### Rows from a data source

+ + +

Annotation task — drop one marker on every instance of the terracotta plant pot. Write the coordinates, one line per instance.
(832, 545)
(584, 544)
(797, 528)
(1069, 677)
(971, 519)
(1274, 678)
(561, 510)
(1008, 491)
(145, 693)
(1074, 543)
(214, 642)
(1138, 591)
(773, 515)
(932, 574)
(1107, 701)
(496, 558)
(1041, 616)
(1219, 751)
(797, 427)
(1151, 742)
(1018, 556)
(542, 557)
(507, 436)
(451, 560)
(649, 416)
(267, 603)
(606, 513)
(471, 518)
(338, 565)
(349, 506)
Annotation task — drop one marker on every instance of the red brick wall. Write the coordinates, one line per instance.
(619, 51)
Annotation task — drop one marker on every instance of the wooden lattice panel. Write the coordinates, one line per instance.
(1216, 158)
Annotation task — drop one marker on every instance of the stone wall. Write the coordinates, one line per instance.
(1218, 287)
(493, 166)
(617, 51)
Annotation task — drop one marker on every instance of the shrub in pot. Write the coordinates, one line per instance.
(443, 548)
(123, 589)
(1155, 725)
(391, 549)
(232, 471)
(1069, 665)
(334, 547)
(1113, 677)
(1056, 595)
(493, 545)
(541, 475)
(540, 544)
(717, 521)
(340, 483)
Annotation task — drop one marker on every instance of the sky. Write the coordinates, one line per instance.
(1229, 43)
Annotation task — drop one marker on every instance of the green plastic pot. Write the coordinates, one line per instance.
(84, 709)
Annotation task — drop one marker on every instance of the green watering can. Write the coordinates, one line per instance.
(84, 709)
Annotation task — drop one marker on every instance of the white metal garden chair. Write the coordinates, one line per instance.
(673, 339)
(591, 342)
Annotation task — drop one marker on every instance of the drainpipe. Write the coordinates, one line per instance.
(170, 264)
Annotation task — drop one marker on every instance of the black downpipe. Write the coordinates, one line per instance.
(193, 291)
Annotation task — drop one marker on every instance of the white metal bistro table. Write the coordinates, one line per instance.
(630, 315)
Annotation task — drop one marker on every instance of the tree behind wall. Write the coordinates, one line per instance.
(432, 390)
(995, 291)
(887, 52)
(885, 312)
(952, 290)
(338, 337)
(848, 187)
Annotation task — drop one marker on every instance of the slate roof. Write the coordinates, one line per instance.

+ + +

### TASK TO CARRY OUT
Update the rows above so that each "marker" reads "pin", and keep everything else the same.

### ANSWER TO THE PROBLEM
Annotation task — drop one pin on every instance of the terracotta plant pot. Write the coordinates, one line per instance.
(832, 545)
(584, 544)
(797, 528)
(1069, 677)
(971, 519)
(1274, 678)
(561, 510)
(1008, 491)
(145, 693)
(1074, 543)
(214, 642)
(1138, 591)
(773, 515)
(932, 574)
(1107, 701)
(496, 558)
(1041, 616)
(1219, 751)
(797, 427)
(1151, 742)
(1018, 556)
(542, 557)
(507, 436)
(451, 560)
(649, 416)
(267, 603)
(606, 513)
(471, 518)
(338, 565)
(349, 506)
Annotation task — drop one pin on every instance of the red brick wall. Write the coordinates, one line per instance.
(619, 51)
Annotation task — drop one pin on every instance of the wooden lattice panel. Write the coordinates, one line per instance.
(1216, 158)
Annotation task — drop one pin on every instance of the stone wall. Write the coordinates, one line per instance.
(1218, 287)
(493, 166)
(617, 51)
Annotation task — drop one pin on every instance of the shrub in pot. Write the coordinates, one line per instance.
(443, 548)
(123, 589)
(1155, 725)
(391, 549)
(232, 471)
(1069, 665)
(334, 547)
(1113, 677)
(1056, 595)
(493, 545)
(541, 475)
(540, 544)
(717, 521)
(340, 483)
Annotation task — drop one pin on every instance of the sky. Write the coordinates, one line per instance.
(1229, 43)
Annotation task — drop one pin on every instance of the green plastic pot. Write the coordinates, one line per instance.
(84, 709)
Annotation task — drop one pin on every instance of the green watering can. Write the coordinates, one line per instance.
(84, 709)
Annotation task — drop one pin on every instance of the white metal garden chair. Write the coordinates, one line per instance.
(673, 339)
(591, 342)
Annotation task — drop one pin on every instance of the drainpipe. Write the coordinates, one line per instance.
(170, 264)
Annotation task — drop one pin on every instance of the black downpipe. Write the coordinates, one line per instance.
(193, 291)
Annotation task — drop one pin on every instance of the white metal bistro table. Write the coordinates, one line per instance.
(630, 315)
Annotation task — drop one pin on every instance of the tree behind wall. Write the coordinates, one line per instance.
(432, 390)
(995, 291)
(887, 52)
(885, 312)
(952, 290)
(338, 337)
(848, 187)
Annotation task — drop one pin on every instance of the slate roof. Write the coordinates, one line per instance.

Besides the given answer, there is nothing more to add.